--- Start of Input data ---

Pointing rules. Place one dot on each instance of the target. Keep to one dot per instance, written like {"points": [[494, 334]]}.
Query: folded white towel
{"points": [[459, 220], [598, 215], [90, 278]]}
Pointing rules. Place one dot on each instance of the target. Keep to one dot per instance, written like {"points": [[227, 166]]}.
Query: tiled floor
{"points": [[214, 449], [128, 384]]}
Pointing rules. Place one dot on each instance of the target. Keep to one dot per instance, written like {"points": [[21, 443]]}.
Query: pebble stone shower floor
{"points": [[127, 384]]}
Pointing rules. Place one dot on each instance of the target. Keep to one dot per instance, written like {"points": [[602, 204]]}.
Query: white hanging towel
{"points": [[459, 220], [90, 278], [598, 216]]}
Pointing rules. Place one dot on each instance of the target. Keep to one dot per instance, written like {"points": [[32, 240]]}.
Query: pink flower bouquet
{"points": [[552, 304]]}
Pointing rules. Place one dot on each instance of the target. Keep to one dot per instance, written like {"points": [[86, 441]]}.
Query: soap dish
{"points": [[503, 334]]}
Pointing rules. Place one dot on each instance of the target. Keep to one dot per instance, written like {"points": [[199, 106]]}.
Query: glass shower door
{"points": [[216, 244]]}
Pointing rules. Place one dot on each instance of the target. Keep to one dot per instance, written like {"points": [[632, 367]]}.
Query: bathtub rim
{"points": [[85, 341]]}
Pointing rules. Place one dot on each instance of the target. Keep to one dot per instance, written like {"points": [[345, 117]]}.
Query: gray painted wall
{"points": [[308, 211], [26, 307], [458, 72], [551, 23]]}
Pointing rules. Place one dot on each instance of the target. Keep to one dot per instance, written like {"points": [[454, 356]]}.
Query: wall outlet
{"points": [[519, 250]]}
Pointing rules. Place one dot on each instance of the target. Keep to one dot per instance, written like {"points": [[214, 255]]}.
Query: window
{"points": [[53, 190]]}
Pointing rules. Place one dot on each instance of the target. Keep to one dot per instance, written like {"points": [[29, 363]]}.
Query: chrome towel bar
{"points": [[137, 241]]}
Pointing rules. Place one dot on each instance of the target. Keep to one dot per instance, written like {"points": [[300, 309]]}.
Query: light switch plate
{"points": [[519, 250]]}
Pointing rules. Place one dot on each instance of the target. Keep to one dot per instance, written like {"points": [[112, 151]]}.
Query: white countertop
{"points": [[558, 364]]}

--- End of Input data ---

→ **Exercise requirements**
Copy down the whole of the data above, matching it exactly.

→ **Response**
Pointing rules. Place one dot on each instance of the target. Keep to one dot per instance, written like {"points": [[494, 334]]}.
Query: folded white towel
{"points": [[459, 220], [598, 215], [90, 278]]}
Pointing rules. Place one dot on each instance of the target. Keep to one dot per instance, written like {"points": [[227, 166]]}.
Query: tiled floor
{"points": [[214, 449], [128, 384]]}
Pointing rules. Place one dot on each instance of the target. Keep to one dot per instance, written like {"points": [[21, 443]]}.
Query: pebble stone shower floor
{"points": [[127, 384]]}
Pointing rules. Place one dot on each instance of the target. Keep to one dot per instance, written like {"points": [[602, 204]]}.
Query: white hanging towel
{"points": [[459, 220], [90, 278], [598, 216]]}
Pointing rules. Place one dot on each instance of the target. Keep to one dot per instance, written like {"points": [[32, 240]]}.
Query: pink flower bouquet
{"points": [[552, 304]]}
Pointing rules. Place one dot on each instance of the target. Keep to one dot per instance, written like {"points": [[86, 441]]}.
Query: soap dish
{"points": [[503, 334]]}
Pointing rules. Place one dot on each instance of the target. Keep to one dot per instance, written like {"points": [[199, 106]]}.
Query: glass shower door
{"points": [[216, 244]]}
Pointing rules. Place one dot on each instance of the target. Keep to one dot per instance, written like {"points": [[632, 367]]}.
Query: bathtub rim
{"points": [[85, 341]]}
Pointing rules. Place one dot on each instance of the target. Keep to one dot per instance, written like {"points": [[345, 117]]}.
Query: gray painted wall
{"points": [[308, 211], [26, 307], [458, 72], [551, 23]]}
Pointing rules. Place one dot on each instance of the target. Keep to one dot per instance, written like {"points": [[454, 356]]}.
Query: wall outlet
{"points": [[519, 250]]}
Pointing rules. Place one dot on each instance of the target. Keep to one dot per instance, written like {"points": [[214, 255]]}.
Query: window
{"points": [[53, 190]]}
Pointing rules. Place one dot on each instance of the target. Keep to one dot per instance, written like {"points": [[29, 363]]}.
Query: chrome towel bar
{"points": [[137, 241]]}
Pointing rules. Place one dot on each instance of the target. Keep to one dot per instance, written like {"points": [[300, 309]]}.
Query: light switch plate
{"points": [[519, 250]]}
Pointing rules. Place one dot on each instance of the target. Keep to one dot per instance, written like {"points": [[112, 151]]}.
Query: white countertop
{"points": [[558, 364]]}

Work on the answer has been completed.